Dataset entries:
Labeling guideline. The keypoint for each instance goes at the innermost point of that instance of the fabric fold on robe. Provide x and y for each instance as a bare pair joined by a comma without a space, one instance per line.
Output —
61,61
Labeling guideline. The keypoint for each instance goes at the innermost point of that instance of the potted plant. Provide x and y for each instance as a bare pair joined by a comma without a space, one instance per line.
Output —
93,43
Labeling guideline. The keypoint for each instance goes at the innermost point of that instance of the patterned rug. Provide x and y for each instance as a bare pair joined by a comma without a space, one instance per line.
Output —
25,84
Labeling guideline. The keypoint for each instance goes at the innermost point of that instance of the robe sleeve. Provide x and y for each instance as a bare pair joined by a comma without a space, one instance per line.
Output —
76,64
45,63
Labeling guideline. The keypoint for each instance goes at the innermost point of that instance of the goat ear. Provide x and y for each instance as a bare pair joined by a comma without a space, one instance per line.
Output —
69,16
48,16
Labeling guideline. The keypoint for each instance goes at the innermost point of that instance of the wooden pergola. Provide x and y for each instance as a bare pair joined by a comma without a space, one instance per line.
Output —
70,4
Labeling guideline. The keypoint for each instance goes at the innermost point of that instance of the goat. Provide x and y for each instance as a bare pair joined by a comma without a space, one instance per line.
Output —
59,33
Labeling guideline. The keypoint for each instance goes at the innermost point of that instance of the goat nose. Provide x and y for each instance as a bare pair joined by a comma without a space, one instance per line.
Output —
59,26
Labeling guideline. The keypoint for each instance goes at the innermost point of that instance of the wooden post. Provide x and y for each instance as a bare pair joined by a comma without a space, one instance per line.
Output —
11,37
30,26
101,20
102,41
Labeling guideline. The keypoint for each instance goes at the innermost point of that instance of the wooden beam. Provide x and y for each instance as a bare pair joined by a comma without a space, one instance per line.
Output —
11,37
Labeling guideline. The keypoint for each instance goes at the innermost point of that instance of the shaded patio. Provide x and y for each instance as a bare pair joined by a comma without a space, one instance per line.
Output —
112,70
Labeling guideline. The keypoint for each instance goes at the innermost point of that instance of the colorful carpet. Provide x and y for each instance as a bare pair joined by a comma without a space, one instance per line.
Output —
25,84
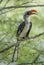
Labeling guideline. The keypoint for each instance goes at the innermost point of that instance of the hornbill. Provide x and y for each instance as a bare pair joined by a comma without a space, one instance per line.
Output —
25,27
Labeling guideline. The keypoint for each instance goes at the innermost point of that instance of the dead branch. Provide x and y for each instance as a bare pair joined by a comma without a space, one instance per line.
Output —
33,37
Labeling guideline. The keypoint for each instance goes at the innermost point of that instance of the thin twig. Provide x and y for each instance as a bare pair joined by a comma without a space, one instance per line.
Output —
31,63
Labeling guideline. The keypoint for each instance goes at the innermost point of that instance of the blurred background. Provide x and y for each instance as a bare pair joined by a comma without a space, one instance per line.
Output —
31,52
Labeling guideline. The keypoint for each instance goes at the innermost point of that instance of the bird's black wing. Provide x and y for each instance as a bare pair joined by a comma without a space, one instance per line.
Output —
20,28
29,29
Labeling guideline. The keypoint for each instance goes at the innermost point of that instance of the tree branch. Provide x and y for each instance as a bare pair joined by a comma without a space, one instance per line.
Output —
9,7
33,37
31,63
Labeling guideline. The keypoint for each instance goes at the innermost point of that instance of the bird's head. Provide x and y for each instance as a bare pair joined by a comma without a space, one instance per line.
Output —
30,12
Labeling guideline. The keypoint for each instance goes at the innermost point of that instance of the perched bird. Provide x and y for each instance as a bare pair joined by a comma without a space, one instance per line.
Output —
25,27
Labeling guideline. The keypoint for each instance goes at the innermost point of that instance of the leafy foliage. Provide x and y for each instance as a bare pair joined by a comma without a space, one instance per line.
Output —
9,22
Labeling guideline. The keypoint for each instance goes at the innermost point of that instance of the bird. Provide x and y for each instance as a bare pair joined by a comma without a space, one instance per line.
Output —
25,27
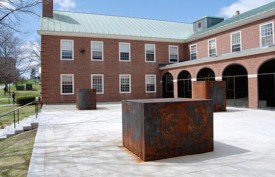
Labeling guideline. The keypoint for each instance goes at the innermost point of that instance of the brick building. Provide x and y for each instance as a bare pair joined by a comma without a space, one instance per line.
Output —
8,70
130,58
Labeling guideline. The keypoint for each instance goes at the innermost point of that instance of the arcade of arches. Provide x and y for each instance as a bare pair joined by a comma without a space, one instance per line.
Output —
249,83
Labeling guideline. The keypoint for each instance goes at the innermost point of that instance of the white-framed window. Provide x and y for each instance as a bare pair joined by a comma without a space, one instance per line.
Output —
150,83
97,51
125,83
267,34
212,48
67,84
124,51
66,49
97,82
193,52
173,54
236,41
150,52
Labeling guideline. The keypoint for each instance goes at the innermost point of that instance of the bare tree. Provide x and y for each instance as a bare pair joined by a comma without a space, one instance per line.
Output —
27,55
10,11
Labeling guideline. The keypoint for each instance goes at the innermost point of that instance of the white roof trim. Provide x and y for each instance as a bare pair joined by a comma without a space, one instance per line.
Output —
245,21
109,36
228,56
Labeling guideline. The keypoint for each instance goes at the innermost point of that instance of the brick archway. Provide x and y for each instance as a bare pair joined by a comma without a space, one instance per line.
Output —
206,73
184,84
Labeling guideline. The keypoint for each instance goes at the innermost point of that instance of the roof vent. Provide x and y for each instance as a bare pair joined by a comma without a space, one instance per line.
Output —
237,13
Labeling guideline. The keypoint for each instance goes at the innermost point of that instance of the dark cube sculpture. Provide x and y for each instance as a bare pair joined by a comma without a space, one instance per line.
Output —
86,99
214,90
163,128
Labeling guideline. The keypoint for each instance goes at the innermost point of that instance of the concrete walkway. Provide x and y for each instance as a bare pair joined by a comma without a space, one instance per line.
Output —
73,143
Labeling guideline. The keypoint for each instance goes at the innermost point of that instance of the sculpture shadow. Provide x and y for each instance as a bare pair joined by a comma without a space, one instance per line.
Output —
220,150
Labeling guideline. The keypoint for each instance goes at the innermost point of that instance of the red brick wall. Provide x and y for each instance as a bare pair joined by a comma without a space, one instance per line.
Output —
249,36
82,67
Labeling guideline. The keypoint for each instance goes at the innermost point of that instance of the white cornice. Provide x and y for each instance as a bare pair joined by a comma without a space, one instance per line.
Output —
155,39
223,57
109,36
232,26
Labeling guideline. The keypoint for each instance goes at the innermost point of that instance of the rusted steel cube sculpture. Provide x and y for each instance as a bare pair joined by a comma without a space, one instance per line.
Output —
214,90
163,128
86,99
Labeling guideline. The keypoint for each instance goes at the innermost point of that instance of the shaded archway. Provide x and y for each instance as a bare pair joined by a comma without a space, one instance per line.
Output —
266,84
167,86
184,85
236,85
206,74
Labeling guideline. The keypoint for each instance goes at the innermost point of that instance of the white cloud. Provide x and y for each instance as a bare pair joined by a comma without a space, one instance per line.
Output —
242,6
65,4
4,4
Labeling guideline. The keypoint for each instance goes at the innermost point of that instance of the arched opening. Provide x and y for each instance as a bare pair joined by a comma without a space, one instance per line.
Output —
266,84
206,74
184,85
236,85
167,86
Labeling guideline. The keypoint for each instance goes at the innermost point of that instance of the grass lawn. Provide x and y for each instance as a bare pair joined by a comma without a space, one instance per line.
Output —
15,154
25,112
8,120
35,92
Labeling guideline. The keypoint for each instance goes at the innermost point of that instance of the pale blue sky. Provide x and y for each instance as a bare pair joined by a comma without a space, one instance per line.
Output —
171,10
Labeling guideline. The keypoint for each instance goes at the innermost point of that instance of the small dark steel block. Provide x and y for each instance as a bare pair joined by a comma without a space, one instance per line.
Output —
214,90
163,128
86,99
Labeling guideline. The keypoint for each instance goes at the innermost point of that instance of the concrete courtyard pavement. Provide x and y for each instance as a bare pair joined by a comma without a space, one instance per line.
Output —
72,143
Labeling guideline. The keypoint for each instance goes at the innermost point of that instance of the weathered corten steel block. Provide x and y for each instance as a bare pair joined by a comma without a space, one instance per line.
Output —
163,128
86,99
214,90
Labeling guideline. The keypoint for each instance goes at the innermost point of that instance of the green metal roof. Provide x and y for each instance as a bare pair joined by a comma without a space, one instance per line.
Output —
113,25
242,16
73,22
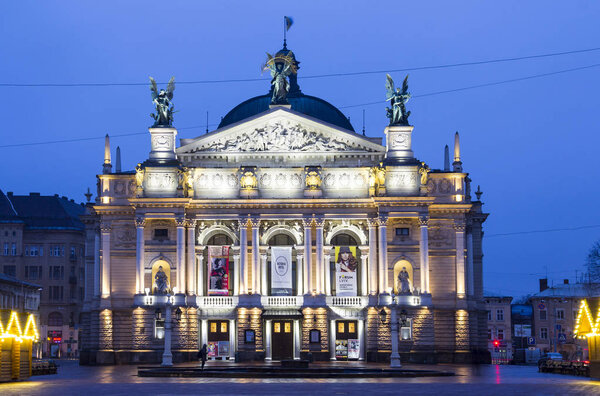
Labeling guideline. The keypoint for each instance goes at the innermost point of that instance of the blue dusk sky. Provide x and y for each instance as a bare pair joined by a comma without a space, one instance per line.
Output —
531,144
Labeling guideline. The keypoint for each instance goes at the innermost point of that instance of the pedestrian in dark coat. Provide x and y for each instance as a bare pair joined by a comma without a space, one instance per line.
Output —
202,355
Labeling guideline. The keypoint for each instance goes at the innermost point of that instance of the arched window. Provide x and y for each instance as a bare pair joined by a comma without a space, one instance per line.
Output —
343,240
55,319
281,240
220,240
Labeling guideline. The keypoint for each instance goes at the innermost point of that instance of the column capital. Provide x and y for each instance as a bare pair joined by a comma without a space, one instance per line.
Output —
319,222
105,226
180,221
459,225
307,222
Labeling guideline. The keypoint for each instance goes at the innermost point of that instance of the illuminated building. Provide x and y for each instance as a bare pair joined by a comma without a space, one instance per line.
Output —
298,180
42,242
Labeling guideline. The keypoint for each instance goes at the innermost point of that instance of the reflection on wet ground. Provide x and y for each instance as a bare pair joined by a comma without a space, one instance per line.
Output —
73,379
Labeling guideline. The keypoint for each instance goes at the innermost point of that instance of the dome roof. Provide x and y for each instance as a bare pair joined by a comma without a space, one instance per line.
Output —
305,104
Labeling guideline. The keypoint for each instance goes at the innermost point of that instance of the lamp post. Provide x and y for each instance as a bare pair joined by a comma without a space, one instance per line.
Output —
167,355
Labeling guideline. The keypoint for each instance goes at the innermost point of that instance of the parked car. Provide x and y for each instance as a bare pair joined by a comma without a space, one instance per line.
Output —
555,356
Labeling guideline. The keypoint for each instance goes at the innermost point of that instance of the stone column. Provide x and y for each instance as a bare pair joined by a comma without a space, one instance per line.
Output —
191,257
139,254
263,273
424,253
268,355
373,283
361,339
256,289
383,264
236,275
180,221
363,273
299,274
105,232
97,272
327,271
470,265
320,272
332,339
308,275
200,272
459,227
244,286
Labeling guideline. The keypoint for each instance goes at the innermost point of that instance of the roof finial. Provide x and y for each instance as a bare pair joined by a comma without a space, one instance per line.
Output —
106,167
457,164
287,24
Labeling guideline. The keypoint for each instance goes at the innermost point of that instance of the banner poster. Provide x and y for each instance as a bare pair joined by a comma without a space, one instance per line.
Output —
346,267
341,349
218,270
353,349
281,270
223,348
212,349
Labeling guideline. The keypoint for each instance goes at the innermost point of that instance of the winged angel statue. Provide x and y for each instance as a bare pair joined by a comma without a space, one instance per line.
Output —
281,66
398,97
163,102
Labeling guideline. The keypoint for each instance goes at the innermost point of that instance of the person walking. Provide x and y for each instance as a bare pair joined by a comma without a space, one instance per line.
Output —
202,354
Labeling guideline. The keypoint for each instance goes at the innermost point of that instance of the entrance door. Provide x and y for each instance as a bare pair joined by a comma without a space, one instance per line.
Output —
282,340
346,332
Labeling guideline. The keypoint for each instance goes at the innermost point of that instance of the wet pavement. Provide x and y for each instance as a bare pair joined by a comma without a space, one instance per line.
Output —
73,379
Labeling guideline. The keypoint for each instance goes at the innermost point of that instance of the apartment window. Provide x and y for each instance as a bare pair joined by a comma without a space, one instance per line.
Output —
56,293
161,233
10,270
58,272
499,314
402,231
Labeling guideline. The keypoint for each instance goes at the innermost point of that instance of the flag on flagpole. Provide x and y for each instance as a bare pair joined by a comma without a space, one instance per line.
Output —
288,23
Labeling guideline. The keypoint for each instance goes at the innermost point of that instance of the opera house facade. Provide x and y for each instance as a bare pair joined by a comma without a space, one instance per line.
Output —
283,234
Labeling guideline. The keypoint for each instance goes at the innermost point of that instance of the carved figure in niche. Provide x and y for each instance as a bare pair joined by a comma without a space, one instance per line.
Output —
161,281
346,261
403,285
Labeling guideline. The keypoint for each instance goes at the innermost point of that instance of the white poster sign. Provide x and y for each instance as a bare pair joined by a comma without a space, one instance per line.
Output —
345,270
281,270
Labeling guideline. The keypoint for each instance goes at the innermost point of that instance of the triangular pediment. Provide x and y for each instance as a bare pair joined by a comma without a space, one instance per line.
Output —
277,131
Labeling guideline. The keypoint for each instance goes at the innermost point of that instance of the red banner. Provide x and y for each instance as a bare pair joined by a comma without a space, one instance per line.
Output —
218,270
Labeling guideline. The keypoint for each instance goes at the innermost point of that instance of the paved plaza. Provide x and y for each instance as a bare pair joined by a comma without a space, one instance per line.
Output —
73,379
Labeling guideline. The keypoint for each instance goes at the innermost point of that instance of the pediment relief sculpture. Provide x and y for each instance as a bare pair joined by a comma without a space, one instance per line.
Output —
280,136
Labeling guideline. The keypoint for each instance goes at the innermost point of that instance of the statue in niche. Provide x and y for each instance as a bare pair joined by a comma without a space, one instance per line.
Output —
281,66
398,98
163,102
161,281
403,285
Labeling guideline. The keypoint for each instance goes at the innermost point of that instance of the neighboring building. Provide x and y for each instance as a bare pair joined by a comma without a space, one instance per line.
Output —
42,241
499,334
554,314
281,234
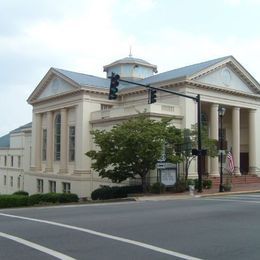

Work instruction: Would you filter the entries above and keep each line that has the word "pavement"?

Task solution:
Labeling guideline. The keypoint for each instance goes at the innermost point of that instance of the concrete courtyard pavement. Provide x and y for each instance as a bare pair joined by a comma without a space, one instance per line.
Labeling guideline. The keypoint for each instance goes at the innermost point of that instance of the wet pavement. Provide x and y for each instance as a bare pair joined by a comma without a space, one instance per line.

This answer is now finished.